Excerpted text
━━━

The main stopper 174 and the auxiliary stopper 175 prevent the
movement of the PCB 172 and maintain the light incidence distance
to be greater than a threshold distance.
[0057] An exemplary embodiment of shapes and functions of the main
and auxiliary stoppers 174 and 175 will now be described in greater
detail with reference to FIGS. 2A and 2B. FIGS. 2A and 2B are
substantially identical to each other, except for the shape of the
buffer members 176.
[0058] Referring now to FIGS. 2A and 2B, the LGP 150 extends in a
first plane (x-y plane) direction. The base portion 171a of the
light source housing portion 171 extends in the first plane (x-y
plane) direction, and the extension portion 171b of the light
source housing portion 171 extends in a second plane (x-z plane)
direction substantially perpendicular to the first plane (x-y
plane) direction. The PCB 172 is disposed on the base portion 171a
to lean on the buffer members 176 and extends substantially
parallel to the extension portion 171b in the second plane (x-z
plane) direction. Accordingly, the plurality of point light sources
173 disposed on the PCB 172 emits white light in the first
direction (+y direction).
[0059] In an exemplary embodiment, the main stopper 174 may be
integrally formed on the light source housing portion 171. The main
stopper 174 is disposed adjacent to a short side of the PCB 172.
The main stopper 174 includes a first support portion 174a and a
second support portion 174b which protrude from the upper surface
of the base portion 171a of the light source housing portion 171 in
the direction substantially perpendicular to the upper surface of
the base portion 171a. The first support portion 174a contacts a
side surface of a short side of the PCB 172, and the second support
portion 174b partially overlaps the mounting portion 172a of the
PCB 172. The first support portion 174a and the second support
portion 174b may intersect substantially perpendicularly to each
other. The main stopper 174 is disposed adjacent to a short side of
the PCB 172 to prevent the vertical or horizontal movement of the
PCB 172 along with the buffer members 176 that support the PCB 172
with a constant elastic force in the first direction (+y direction
or -y direction), and thereby to fix the position of the
light-emitting surfaces of the plurality of point light sources
173. Here, the vertical direction indicates the first direction (+y
or -y direction), and the horizontal direction indicates a
direction (+x or -x direction) substantially perpendicular to the
first direction.
[0060] The auxiliary stopper 175 may include at least one
protrusion disposed at a predetermined interval on the upper
surface of the base portion 171a of the light source housing
portion 171 to be coupled to the coupling groove 151a formed on the
incident surface 151 of the LGP 150. The auxiliary stopper 175 is
coupled to the coupling groove 151a of the LGP 150 and assists the
main stopper 174 to maintain a distance between the incident
surface 151 of the LGP 150 and the light-emitting surface of the
plurality of point light sources 173. In an exemplary embodiment, a
shape of the protrusion may in the form of a circular cylinder, as
shown in FIGS. 1, 2A and 2B. However, the shape of the protrusion
is not limited to the cylindrical shape and may vary according to a
shape of the coupling groove 151a.

━━━

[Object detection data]
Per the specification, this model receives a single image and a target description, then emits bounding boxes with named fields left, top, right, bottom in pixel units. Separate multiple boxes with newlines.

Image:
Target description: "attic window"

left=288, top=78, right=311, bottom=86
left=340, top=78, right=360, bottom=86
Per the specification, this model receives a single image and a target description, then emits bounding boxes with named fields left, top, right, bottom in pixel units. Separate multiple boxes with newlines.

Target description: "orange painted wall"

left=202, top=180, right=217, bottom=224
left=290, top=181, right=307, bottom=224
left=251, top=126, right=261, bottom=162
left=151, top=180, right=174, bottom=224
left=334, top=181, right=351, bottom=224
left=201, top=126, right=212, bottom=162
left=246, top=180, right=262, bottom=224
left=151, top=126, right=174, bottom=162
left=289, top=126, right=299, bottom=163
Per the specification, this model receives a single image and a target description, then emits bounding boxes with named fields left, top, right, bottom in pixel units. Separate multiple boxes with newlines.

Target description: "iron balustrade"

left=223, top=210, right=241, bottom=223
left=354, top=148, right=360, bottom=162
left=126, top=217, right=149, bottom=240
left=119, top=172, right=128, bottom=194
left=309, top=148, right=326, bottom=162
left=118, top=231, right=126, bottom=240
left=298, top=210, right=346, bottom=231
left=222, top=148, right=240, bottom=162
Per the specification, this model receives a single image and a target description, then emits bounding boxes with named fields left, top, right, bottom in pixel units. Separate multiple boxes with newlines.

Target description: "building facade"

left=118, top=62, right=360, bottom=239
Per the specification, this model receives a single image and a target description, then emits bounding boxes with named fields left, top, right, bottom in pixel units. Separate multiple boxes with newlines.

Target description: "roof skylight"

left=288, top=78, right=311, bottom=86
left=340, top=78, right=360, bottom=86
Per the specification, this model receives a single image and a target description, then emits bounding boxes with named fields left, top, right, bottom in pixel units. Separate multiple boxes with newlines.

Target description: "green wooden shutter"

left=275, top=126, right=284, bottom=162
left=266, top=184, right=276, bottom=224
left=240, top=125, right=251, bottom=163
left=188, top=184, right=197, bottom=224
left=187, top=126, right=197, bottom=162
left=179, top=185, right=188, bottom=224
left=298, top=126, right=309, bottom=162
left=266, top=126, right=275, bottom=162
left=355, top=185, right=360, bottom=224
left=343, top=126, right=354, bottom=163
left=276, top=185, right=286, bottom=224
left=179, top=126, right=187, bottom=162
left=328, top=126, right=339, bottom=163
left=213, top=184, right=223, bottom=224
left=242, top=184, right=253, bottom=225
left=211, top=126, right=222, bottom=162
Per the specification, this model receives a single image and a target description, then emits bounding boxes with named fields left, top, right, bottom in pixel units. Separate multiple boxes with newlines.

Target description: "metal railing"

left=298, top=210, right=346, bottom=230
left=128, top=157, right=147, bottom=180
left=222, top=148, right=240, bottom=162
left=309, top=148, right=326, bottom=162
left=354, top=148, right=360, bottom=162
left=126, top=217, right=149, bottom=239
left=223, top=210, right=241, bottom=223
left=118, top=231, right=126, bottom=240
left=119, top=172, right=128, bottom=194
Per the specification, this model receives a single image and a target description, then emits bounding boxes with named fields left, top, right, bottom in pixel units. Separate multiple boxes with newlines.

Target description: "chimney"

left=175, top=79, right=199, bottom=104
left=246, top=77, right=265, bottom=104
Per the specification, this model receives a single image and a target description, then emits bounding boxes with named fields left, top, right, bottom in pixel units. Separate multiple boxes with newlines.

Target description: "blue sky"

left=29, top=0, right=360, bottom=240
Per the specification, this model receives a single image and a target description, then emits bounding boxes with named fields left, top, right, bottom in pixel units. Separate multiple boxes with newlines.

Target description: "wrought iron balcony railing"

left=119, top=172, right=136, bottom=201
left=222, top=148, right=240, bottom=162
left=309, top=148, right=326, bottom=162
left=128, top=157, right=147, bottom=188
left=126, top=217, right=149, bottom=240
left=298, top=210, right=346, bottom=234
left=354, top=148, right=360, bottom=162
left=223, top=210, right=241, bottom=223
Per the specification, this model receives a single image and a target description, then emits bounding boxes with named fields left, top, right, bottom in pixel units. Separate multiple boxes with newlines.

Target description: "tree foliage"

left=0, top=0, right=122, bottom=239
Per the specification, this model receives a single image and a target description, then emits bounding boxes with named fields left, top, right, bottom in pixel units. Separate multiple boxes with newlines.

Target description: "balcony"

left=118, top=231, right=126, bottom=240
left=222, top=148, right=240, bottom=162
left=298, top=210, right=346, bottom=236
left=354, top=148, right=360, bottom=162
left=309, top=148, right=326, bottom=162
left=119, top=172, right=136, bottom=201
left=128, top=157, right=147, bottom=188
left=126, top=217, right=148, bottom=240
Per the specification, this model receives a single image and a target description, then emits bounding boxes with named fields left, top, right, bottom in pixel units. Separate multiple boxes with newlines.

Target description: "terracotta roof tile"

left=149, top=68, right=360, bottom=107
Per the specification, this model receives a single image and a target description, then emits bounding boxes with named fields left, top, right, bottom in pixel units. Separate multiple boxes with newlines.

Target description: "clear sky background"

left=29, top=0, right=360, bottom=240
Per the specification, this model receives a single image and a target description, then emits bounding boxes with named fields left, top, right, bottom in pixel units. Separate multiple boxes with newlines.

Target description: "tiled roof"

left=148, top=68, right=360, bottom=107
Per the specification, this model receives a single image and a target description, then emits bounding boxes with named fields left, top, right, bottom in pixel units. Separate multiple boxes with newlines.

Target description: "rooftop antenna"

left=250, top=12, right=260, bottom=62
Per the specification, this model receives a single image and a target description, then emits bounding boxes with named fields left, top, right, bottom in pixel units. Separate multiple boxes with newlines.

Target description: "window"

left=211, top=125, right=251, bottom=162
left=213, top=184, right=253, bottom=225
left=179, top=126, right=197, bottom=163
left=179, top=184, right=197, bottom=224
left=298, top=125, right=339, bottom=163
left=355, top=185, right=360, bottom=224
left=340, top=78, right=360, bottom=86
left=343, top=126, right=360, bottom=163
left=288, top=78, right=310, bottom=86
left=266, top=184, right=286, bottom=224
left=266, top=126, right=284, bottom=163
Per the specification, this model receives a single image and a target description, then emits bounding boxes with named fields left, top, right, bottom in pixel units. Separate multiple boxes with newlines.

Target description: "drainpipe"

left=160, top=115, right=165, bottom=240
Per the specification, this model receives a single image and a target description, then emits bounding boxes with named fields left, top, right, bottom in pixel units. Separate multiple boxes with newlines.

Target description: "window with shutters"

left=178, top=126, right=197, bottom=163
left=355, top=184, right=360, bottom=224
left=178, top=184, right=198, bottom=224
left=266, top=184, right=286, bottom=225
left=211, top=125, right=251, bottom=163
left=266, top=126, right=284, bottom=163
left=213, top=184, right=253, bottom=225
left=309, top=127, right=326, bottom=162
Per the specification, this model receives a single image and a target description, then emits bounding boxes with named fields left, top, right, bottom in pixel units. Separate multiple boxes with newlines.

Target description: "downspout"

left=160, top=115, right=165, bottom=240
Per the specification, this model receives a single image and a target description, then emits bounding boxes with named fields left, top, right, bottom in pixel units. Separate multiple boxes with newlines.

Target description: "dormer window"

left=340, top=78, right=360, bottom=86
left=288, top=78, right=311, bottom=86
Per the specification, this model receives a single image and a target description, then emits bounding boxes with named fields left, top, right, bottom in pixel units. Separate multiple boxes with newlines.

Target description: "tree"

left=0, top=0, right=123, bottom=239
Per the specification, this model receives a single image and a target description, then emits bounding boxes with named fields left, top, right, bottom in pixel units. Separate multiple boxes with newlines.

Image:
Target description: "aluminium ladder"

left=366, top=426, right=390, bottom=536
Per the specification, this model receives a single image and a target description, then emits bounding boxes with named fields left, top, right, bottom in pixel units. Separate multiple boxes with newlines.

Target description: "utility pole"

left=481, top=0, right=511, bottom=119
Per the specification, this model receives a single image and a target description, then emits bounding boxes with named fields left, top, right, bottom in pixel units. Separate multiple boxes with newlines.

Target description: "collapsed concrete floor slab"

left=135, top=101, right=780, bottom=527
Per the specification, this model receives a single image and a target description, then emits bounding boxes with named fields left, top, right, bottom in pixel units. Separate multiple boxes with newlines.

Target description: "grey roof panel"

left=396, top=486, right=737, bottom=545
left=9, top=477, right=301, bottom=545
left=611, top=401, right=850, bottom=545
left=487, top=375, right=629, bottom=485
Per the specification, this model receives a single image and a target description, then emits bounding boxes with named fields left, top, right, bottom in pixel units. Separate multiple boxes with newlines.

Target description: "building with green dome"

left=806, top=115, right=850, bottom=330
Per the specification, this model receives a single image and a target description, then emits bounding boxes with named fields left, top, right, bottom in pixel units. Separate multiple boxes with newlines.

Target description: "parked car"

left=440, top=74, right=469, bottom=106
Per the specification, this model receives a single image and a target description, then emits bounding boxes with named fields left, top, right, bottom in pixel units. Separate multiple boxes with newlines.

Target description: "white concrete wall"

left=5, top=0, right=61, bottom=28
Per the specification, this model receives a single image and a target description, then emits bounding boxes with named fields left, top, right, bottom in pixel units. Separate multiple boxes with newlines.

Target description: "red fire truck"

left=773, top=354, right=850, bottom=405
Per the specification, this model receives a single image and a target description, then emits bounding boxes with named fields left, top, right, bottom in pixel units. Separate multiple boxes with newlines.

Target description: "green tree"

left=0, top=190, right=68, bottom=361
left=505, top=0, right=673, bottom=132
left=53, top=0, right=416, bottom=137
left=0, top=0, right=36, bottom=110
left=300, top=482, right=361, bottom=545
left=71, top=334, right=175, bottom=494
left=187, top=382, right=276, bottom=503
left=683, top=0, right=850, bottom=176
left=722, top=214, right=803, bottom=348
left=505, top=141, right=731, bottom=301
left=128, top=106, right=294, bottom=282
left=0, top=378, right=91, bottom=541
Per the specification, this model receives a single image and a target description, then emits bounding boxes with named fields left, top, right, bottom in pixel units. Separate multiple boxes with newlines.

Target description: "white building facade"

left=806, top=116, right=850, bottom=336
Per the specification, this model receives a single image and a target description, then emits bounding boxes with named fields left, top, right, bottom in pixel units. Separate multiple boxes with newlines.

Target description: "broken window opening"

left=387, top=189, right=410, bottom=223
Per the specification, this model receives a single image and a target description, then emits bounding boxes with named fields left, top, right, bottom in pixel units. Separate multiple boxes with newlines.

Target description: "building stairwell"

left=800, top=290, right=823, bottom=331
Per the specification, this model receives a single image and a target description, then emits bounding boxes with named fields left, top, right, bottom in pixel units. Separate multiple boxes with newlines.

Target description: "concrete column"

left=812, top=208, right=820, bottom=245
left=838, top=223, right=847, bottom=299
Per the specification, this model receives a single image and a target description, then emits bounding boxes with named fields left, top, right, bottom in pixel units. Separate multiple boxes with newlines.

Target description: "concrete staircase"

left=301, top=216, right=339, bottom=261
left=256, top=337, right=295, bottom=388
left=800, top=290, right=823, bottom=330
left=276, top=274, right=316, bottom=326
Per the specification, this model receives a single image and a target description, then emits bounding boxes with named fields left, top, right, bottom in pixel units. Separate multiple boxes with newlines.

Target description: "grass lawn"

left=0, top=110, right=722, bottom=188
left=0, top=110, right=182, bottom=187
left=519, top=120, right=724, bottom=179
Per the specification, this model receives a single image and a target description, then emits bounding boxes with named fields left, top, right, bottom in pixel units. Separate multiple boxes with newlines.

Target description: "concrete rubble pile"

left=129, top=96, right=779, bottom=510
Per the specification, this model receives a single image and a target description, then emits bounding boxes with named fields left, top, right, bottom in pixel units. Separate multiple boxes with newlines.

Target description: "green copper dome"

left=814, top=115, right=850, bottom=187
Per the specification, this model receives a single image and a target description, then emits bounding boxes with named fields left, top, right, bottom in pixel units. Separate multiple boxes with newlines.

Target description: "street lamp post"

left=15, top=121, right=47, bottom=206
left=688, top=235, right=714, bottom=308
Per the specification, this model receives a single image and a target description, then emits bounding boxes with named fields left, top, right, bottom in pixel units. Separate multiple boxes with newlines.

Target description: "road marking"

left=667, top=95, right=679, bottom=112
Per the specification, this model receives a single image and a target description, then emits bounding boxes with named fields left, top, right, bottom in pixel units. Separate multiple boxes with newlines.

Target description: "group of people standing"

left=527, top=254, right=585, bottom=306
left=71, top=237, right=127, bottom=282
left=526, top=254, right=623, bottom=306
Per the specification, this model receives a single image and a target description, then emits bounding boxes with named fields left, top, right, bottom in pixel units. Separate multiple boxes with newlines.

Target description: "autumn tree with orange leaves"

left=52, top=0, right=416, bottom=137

━━━

Short exercise
According to the excerpted text, in what respect do FIGS. 2A and 2B differ from each other?

Output for this task
They differ only in the shape of the buffer members 176.